• _Work to complete_:
Extract the lines beginning at the one that holds "Could you please spot the red taillight" and ending at the final line of the material below, keeping them exact and leaving out all pictures.

[[ Extracted information, beginning ]]

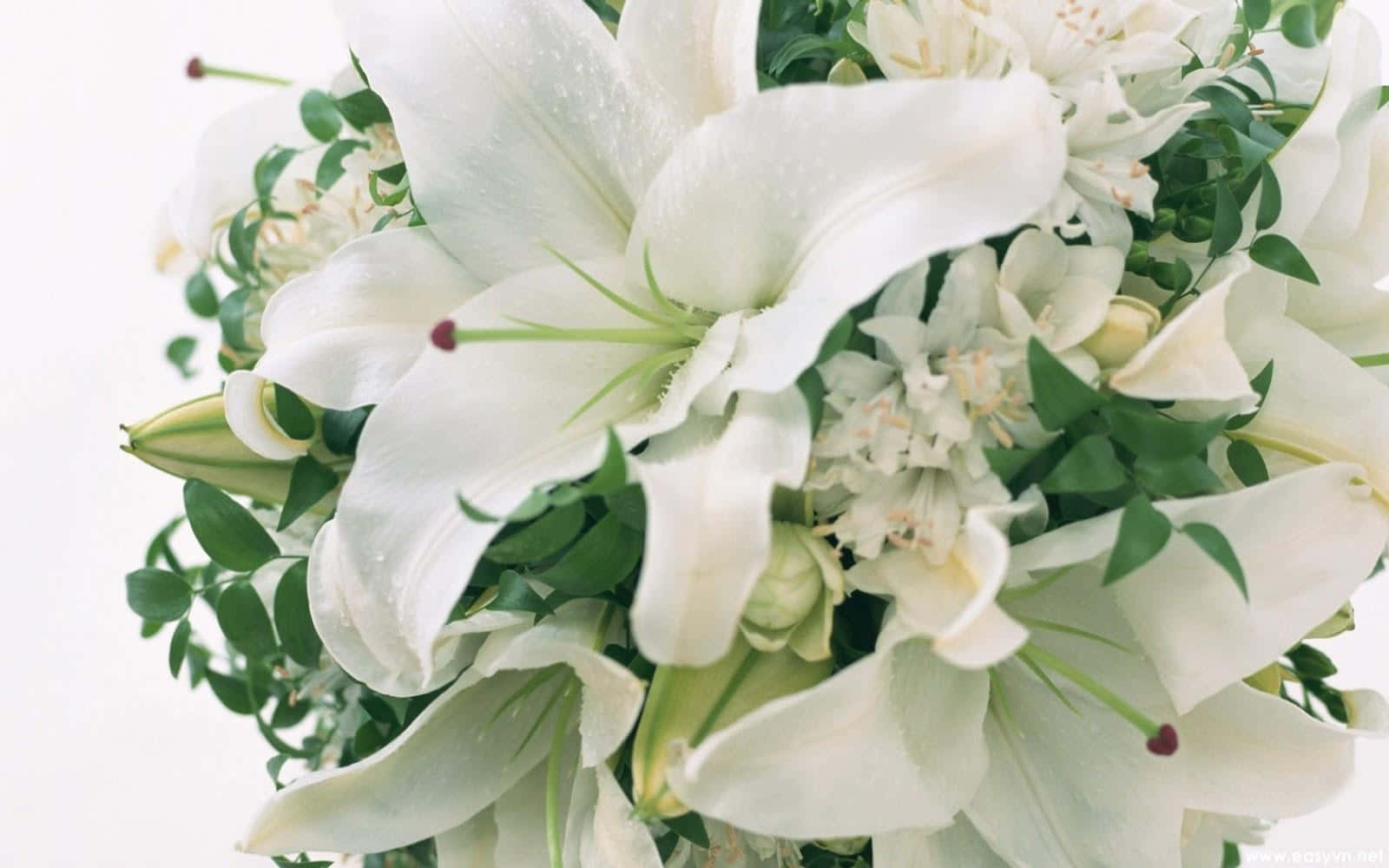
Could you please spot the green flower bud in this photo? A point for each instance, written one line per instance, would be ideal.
(192, 441)
(846, 73)
(688, 705)
(1129, 326)
(793, 601)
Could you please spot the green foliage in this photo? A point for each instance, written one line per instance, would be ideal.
(227, 531)
(1143, 534)
(157, 595)
(309, 483)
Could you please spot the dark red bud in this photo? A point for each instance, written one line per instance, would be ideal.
(442, 335)
(1164, 743)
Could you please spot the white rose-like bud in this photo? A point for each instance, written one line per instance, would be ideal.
(795, 597)
(1129, 326)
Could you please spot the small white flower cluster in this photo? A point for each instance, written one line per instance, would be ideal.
(902, 453)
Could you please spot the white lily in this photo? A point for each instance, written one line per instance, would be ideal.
(806, 222)
(506, 768)
(927, 685)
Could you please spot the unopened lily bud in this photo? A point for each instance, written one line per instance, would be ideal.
(844, 846)
(687, 705)
(1270, 680)
(1338, 624)
(846, 73)
(1129, 326)
(194, 441)
(796, 596)
(1366, 710)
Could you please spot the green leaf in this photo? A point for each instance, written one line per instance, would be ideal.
(542, 538)
(1299, 25)
(233, 317)
(611, 474)
(319, 115)
(1270, 201)
(293, 620)
(245, 621)
(1143, 532)
(331, 164)
(1089, 467)
(157, 595)
(342, 430)
(1215, 543)
(1229, 226)
(365, 108)
(691, 828)
(1059, 396)
(1261, 385)
(1181, 478)
(1310, 663)
(201, 295)
(293, 416)
(309, 483)
(268, 170)
(240, 240)
(226, 529)
(234, 692)
(516, 595)
(1257, 13)
(178, 646)
(1277, 253)
(1247, 463)
(1143, 432)
(603, 557)
(180, 352)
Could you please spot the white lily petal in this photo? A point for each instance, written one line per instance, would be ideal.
(451, 764)
(403, 552)
(1078, 789)
(472, 845)
(1191, 358)
(1321, 406)
(703, 52)
(247, 416)
(953, 847)
(892, 742)
(523, 122)
(220, 184)
(708, 528)
(1305, 542)
(611, 694)
(951, 603)
(1263, 756)
(344, 335)
(1323, 167)
(805, 192)
(615, 838)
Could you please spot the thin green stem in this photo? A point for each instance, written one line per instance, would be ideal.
(1083, 681)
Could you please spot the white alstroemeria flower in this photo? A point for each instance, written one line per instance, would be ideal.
(550, 358)
(902, 455)
(481, 766)
(931, 735)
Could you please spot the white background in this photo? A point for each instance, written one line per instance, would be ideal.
(104, 761)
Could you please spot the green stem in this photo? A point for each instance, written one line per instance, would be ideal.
(1083, 681)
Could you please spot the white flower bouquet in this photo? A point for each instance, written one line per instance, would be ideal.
(788, 432)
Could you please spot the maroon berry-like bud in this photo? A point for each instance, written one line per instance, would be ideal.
(1164, 743)
(442, 335)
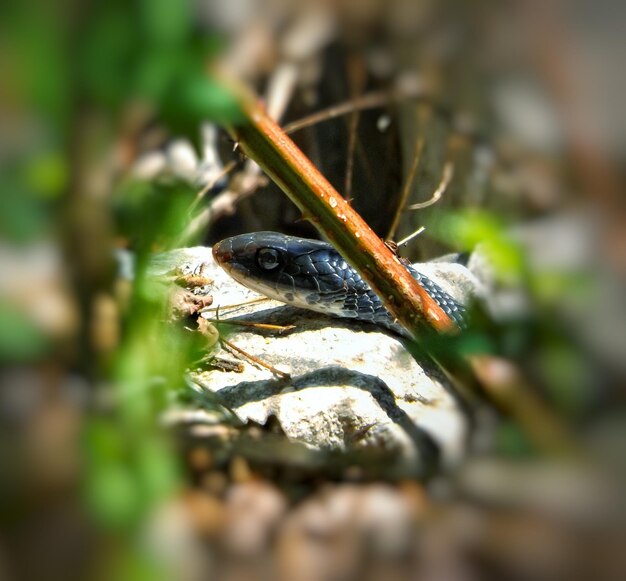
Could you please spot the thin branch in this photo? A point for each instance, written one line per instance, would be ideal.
(448, 171)
(265, 142)
(256, 360)
(419, 148)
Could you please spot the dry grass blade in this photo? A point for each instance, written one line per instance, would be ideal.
(265, 142)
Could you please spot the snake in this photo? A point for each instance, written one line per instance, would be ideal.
(313, 275)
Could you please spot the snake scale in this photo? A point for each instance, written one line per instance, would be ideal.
(313, 275)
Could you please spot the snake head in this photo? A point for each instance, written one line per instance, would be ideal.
(292, 270)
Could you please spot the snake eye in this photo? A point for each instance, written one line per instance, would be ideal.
(268, 258)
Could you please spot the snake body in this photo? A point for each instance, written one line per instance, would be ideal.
(313, 275)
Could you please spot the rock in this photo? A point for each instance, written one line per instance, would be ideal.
(347, 387)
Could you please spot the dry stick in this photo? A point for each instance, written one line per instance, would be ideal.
(367, 101)
(265, 142)
(419, 147)
(448, 170)
(260, 362)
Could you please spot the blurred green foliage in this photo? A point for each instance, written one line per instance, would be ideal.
(72, 72)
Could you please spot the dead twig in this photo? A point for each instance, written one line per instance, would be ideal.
(228, 345)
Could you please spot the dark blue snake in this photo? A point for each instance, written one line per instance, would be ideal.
(311, 274)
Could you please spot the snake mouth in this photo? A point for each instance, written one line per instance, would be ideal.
(221, 254)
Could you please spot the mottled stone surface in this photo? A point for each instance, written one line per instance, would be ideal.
(351, 386)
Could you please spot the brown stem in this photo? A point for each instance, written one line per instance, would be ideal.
(267, 144)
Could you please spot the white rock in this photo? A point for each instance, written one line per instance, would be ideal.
(352, 386)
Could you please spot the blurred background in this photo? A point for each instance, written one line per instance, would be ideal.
(112, 148)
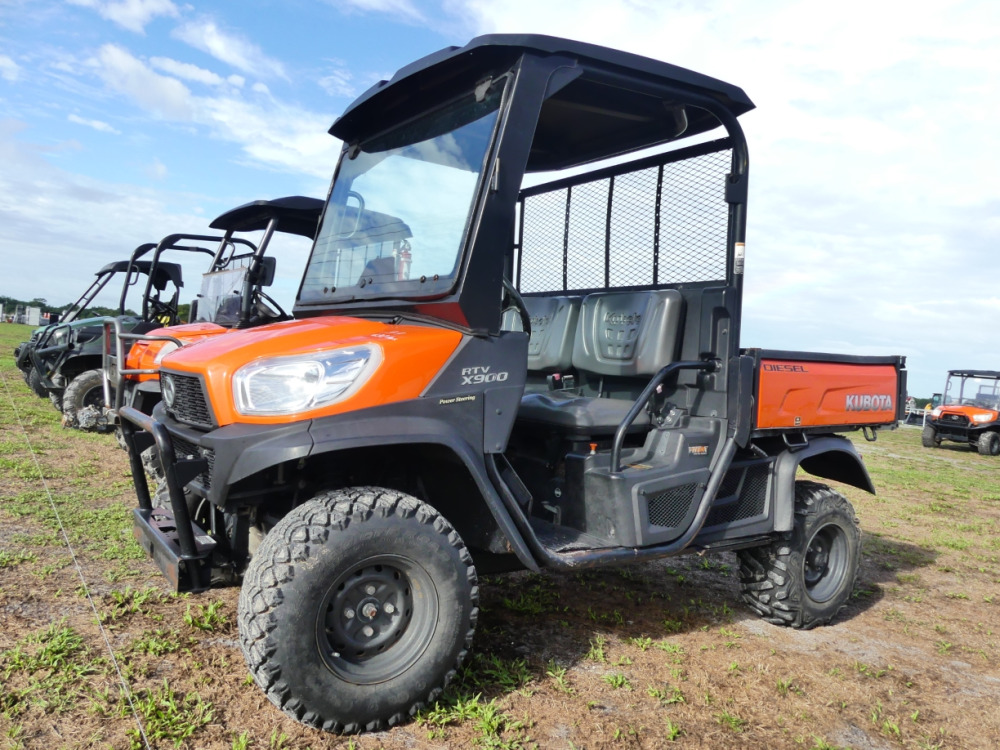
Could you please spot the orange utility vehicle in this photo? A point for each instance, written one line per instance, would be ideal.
(969, 412)
(486, 373)
(232, 297)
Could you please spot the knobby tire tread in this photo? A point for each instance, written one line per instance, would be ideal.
(273, 565)
(767, 584)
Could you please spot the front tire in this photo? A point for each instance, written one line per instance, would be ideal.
(989, 444)
(806, 578)
(83, 402)
(357, 609)
(34, 381)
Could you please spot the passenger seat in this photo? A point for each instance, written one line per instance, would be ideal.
(622, 339)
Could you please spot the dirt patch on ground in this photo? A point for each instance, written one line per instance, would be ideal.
(629, 657)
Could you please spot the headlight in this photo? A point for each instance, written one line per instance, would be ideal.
(168, 346)
(285, 385)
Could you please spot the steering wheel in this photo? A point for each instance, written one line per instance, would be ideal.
(162, 312)
(514, 301)
(266, 306)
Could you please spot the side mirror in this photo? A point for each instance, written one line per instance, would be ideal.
(265, 274)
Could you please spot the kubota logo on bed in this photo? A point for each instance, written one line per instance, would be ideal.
(869, 402)
(623, 319)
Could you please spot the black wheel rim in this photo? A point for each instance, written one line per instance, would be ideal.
(826, 563)
(94, 397)
(377, 619)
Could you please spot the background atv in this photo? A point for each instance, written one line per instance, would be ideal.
(65, 359)
(487, 374)
(103, 278)
(232, 297)
(969, 412)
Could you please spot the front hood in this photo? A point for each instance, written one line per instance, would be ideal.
(411, 356)
(968, 412)
(143, 354)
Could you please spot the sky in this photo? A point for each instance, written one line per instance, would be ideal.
(874, 207)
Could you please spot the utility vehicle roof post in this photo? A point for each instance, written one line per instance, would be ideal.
(231, 277)
(969, 412)
(619, 422)
(44, 358)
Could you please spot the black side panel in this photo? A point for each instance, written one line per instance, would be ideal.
(492, 369)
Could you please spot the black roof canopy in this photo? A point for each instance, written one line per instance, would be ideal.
(602, 102)
(296, 214)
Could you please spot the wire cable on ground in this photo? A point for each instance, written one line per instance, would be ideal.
(76, 563)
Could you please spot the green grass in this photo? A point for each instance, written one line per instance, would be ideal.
(167, 715)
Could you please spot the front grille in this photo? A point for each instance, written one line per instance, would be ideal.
(183, 449)
(669, 508)
(189, 404)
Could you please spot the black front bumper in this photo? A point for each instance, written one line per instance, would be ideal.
(958, 432)
(204, 465)
(181, 549)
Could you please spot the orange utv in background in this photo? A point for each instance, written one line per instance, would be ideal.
(515, 346)
(969, 412)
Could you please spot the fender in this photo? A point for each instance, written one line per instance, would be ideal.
(828, 457)
(244, 450)
(383, 431)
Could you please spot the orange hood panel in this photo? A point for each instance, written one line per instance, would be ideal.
(966, 411)
(142, 355)
(411, 357)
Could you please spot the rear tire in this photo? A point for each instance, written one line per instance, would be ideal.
(989, 444)
(85, 391)
(357, 609)
(805, 578)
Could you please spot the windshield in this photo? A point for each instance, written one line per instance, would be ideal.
(397, 215)
(973, 391)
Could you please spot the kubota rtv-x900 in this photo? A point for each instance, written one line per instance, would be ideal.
(490, 371)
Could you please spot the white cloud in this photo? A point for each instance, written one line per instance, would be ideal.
(157, 170)
(9, 70)
(231, 49)
(270, 133)
(95, 124)
(398, 8)
(274, 134)
(339, 82)
(55, 209)
(133, 15)
(166, 97)
(187, 71)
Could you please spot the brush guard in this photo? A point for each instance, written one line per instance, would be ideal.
(180, 548)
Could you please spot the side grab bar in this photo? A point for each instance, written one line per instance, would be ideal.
(712, 365)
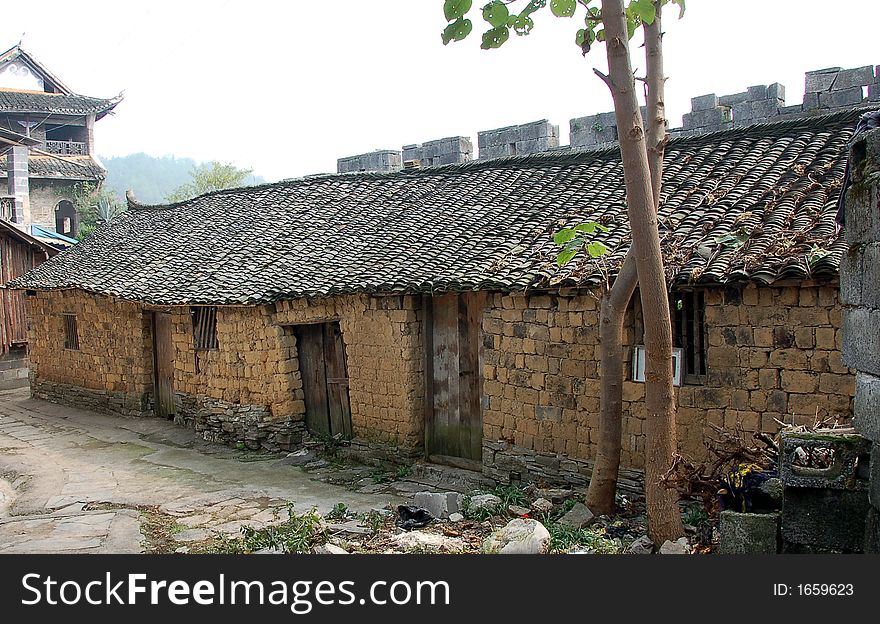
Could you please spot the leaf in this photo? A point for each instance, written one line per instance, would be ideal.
(644, 10)
(523, 24)
(563, 8)
(495, 38)
(565, 257)
(496, 13)
(680, 4)
(563, 236)
(597, 249)
(455, 9)
(457, 30)
(591, 227)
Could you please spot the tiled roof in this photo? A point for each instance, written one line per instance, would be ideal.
(480, 225)
(60, 167)
(32, 102)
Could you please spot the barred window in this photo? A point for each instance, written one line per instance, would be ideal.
(71, 333)
(689, 332)
(204, 328)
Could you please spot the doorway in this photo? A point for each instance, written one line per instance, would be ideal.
(324, 375)
(454, 427)
(163, 365)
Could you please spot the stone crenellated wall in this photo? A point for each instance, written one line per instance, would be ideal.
(860, 294)
(773, 355)
(111, 371)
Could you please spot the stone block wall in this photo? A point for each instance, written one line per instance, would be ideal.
(860, 294)
(530, 138)
(14, 369)
(111, 371)
(379, 161)
(773, 355)
(439, 152)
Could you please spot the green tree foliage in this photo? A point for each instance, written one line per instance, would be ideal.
(95, 206)
(501, 19)
(213, 176)
(152, 178)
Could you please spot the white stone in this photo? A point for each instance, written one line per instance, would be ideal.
(578, 517)
(420, 540)
(483, 501)
(520, 537)
(329, 549)
(438, 504)
(679, 547)
(542, 505)
(642, 546)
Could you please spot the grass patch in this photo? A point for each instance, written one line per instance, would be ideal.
(564, 538)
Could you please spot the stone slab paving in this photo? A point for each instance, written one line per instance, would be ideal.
(74, 481)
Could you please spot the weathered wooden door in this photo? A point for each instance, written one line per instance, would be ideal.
(454, 427)
(163, 365)
(325, 378)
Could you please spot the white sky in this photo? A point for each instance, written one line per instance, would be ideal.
(285, 88)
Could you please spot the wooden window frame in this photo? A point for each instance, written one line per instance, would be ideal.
(71, 331)
(204, 319)
(690, 334)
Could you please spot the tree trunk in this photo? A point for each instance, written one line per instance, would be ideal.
(664, 519)
(612, 311)
(612, 314)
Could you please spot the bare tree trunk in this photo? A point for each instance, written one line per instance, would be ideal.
(664, 519)
(612, 314)
(612, 311)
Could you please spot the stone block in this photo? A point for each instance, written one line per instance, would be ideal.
(839, 99)
(438, 504)
(776, 91)
(872, 532)
(849, 452)
(754, 112)
(757, 92)
(820, 80)
(866, 406)
(748, 534)
(823, 520)
(861, 339)
(706, 119)
(852, 78)
(704, 102)
(811, 101)
(862, 206)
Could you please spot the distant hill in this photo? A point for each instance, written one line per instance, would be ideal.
(151, 178)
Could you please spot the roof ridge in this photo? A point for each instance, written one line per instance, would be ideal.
(562, 156)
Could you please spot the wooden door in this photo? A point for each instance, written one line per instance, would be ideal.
(454, 431)
(325, 379)
(163, 365)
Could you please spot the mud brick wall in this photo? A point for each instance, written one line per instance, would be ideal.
(773, 354)
(111, 371)
(250, 389)
(384, 354)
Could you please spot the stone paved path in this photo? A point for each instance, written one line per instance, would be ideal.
(75, 481)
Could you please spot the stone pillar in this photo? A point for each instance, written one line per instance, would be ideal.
(19, 188)
(451, 150)
(530, 138)
(378, 161)
(860, 296)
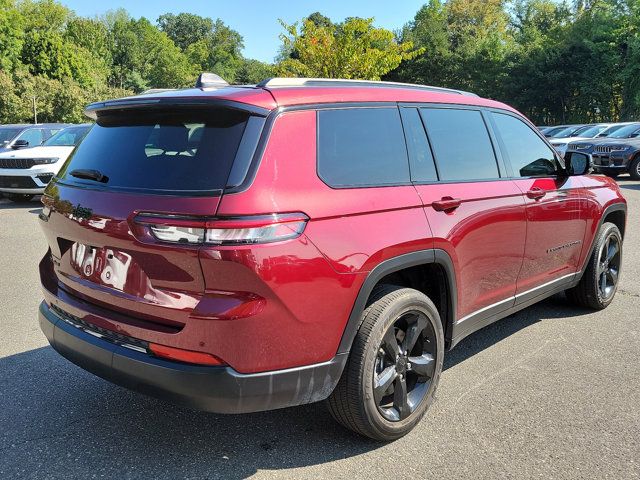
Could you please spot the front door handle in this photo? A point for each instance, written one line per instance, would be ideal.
(536, 193)
(446, 204)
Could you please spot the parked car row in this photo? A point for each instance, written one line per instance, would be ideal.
(30, 155)
(613, 148)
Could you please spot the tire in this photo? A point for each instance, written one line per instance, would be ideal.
(18, 197)
(599, 283)
(634, 168)
(371, 411)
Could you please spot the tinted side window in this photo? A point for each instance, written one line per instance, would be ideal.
(361, 146)
(422, 167)
(528, 154)
(461, 144)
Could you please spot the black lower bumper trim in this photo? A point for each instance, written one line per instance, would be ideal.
(214, 389)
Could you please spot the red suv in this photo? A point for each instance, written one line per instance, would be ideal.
(247, 248)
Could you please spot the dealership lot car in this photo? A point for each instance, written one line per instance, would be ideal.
(26, 172)
(239, 249)
(14, 137)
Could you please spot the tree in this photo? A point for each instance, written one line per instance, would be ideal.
(144, 57)
(219, 52)
(11, 35)
(352, 49)
(253, 71)
(185, 28)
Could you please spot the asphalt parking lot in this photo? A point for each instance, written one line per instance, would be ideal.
(552, 392)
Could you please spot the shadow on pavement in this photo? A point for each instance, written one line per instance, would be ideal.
(59, 421)
(625, 183)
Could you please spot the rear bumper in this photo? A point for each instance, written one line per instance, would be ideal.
(214, 389)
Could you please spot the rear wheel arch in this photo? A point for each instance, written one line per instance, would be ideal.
(408, 270)
(615, 213)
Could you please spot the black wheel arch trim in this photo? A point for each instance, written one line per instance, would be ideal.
(615, 207)
(395, 264)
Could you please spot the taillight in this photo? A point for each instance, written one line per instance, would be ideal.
(223, 231)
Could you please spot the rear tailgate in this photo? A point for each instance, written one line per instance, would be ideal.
(97, 257)
(162, 161)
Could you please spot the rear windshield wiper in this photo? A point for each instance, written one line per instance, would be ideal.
(89, 175)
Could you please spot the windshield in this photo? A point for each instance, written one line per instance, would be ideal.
(567, 132)
(160, 151)
(68, 137)
(624, 132)
(7, 134)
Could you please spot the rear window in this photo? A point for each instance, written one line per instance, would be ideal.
(361, 147)
(190, 151)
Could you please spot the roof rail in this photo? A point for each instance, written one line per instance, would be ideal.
(339, 82)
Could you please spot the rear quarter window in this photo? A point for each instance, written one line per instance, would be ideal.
(360, 147)
(461, 144)
(189, 151)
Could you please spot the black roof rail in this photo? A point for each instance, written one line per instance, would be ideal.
(337, 82)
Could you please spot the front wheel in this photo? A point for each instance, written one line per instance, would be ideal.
(634, 169)
(394, 366)
(599, 282)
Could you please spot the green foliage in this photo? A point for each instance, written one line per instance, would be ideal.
(352, 49)
(66, 61)
(11, 35)
(554, 62)
(185, 28)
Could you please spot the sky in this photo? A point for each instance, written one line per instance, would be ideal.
(257, 20)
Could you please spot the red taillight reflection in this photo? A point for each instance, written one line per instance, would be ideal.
(188, 356)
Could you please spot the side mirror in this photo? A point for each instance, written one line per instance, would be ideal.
(576, 163)
(20, 144)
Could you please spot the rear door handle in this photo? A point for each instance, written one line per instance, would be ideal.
(536, 193)
(446, 204)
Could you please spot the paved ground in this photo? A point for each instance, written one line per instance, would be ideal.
(553, 392)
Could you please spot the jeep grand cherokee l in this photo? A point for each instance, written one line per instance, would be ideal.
(238, 249)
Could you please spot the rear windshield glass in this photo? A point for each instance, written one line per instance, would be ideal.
(161, 151)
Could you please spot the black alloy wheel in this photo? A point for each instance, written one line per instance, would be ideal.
(609, 266)
(405, 366)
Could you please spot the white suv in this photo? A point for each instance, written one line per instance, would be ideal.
(26, 172)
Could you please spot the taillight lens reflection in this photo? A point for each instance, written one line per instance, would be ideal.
(224, 231)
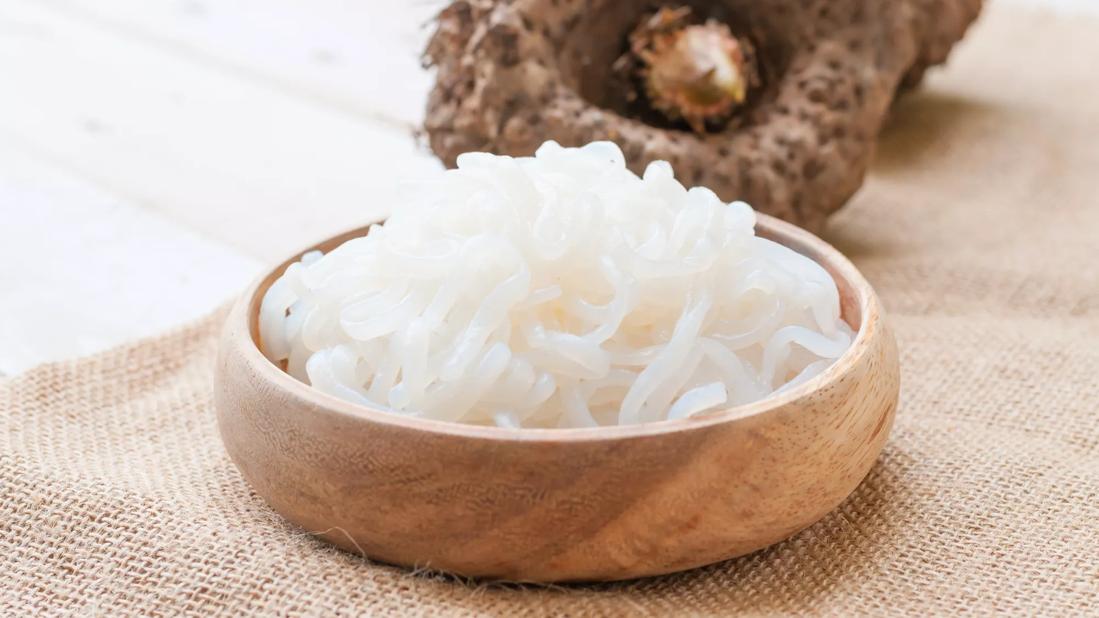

[[ Extracted information, end ]]

• _Result of this task_:
Could you please spot the red taillight reflection in this photo? A point for each instance, written one line per instance, would be ideal.
(188, 356)
Could you please spot the side mirror in this photo? A point for each instance, written one line per instance, would be ideal.
(576, 163)
(20, 144)
Could you please spot the rear door handle in this photo? A point for each instance, written one line per instance, would be ideal.
(536, 193)
(446, 204)
Could you please spot the paved ground in this photo? A point for each instance, written one line per instance, would be ideal.
(553, 392)
Could you please spot the jeep grand cherokee l in this photo? A point for each instance, written one line per instance, would be ideal.
(238, 249)
Could you please spot the rear windshield glass in this photo? A point for each instance, written one line per instance, would be ideal.
(161, 151)
Could you please spot the black alloy wheel in this photo? A point for each instance, written one line per instance, would be ideal.
(609, 266)
(405, 366)
Could you please spot the white suv in this photo? A point for each instance, written one line per instance, would be ideal.
(26, 172)
Could you please spot the taillight lens reflection in this photo? A point for each instance, written one line per instance, would be ideal.
(224, 231)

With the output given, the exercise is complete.